What to do =
Transcribe everything in the listing below from the line containing "Return the mask of every instance of the ceiling" down to the line containing "Outlines of the ceiling", with both of those lines included.

Items from a data source =
____
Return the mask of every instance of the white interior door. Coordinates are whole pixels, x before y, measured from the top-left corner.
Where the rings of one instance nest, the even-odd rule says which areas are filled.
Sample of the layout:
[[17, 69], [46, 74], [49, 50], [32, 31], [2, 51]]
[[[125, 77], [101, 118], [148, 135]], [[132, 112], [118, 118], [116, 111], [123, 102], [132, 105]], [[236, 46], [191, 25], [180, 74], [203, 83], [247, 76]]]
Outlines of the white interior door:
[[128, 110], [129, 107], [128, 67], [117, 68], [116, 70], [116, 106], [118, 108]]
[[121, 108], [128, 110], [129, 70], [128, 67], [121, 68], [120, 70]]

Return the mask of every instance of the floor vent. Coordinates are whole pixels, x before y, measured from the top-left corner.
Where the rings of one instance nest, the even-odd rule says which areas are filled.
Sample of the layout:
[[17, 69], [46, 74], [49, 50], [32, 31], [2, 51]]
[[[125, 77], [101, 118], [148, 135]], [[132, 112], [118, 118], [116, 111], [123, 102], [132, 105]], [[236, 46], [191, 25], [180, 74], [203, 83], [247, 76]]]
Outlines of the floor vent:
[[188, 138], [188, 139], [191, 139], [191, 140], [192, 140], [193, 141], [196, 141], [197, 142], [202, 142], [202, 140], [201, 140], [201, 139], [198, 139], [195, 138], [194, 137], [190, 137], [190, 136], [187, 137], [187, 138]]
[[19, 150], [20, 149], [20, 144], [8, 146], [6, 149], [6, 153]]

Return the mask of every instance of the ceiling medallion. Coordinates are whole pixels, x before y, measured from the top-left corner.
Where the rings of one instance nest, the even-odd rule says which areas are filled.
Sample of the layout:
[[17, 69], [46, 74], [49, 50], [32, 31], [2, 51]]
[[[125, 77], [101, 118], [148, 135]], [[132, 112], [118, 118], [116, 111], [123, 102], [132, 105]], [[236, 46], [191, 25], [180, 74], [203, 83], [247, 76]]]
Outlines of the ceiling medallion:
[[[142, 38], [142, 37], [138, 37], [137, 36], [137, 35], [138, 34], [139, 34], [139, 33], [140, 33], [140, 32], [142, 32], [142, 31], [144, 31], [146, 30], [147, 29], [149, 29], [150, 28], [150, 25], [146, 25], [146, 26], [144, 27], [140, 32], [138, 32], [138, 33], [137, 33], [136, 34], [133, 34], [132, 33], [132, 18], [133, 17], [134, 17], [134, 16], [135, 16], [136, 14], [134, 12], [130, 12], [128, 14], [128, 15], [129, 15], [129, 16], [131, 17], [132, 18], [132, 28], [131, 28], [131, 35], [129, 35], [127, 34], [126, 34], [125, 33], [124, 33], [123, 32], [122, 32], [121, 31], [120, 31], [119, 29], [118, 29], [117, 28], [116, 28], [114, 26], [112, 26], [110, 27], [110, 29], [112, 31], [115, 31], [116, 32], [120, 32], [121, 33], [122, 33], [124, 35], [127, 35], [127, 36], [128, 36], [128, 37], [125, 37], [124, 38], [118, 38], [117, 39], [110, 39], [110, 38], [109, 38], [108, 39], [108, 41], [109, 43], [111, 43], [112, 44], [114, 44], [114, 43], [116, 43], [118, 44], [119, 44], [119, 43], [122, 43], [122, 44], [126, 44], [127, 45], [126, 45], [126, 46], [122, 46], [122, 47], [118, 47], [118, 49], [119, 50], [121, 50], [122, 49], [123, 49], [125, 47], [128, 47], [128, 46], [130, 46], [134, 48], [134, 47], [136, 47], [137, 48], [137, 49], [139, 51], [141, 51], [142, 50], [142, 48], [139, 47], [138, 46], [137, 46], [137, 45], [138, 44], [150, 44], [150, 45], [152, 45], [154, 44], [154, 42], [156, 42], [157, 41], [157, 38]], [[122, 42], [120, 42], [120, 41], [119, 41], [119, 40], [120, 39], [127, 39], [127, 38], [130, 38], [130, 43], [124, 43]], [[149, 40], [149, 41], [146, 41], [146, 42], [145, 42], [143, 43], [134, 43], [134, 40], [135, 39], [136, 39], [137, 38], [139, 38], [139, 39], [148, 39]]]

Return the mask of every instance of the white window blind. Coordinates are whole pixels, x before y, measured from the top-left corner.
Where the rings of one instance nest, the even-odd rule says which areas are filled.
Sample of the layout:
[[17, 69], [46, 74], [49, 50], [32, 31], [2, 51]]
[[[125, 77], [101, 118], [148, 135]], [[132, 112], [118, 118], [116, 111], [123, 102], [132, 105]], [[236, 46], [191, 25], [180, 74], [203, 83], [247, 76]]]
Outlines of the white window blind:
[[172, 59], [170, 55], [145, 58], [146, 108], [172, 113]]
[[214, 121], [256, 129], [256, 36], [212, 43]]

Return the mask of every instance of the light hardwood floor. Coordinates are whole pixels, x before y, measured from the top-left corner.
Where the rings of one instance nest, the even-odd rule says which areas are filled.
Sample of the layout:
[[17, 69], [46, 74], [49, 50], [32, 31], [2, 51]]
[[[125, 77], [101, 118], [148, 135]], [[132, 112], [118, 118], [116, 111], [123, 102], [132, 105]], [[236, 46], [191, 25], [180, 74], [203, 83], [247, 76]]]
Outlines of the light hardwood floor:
____
Written answer =
Return the mask of every instance of the ceiling medallion. Coordinates are whole pixels, x before y, measured from the top-left corner.
Where the rings of one instance nest, the even-odd rule says which areas are filled.
Sample of the layout:
[[17, 69], [46, 74], [49, 50], [32, 31], [2, 51]]
[[[125, 77], [101, 118], [148, 135]], [[132, 112], [118, 118], [116, 111], [123, 102], [132, 105]], [[236, 46], [191, 25], [180, 74], [203, 83], [247, 76]]]
Outlines of the ceiling medallion:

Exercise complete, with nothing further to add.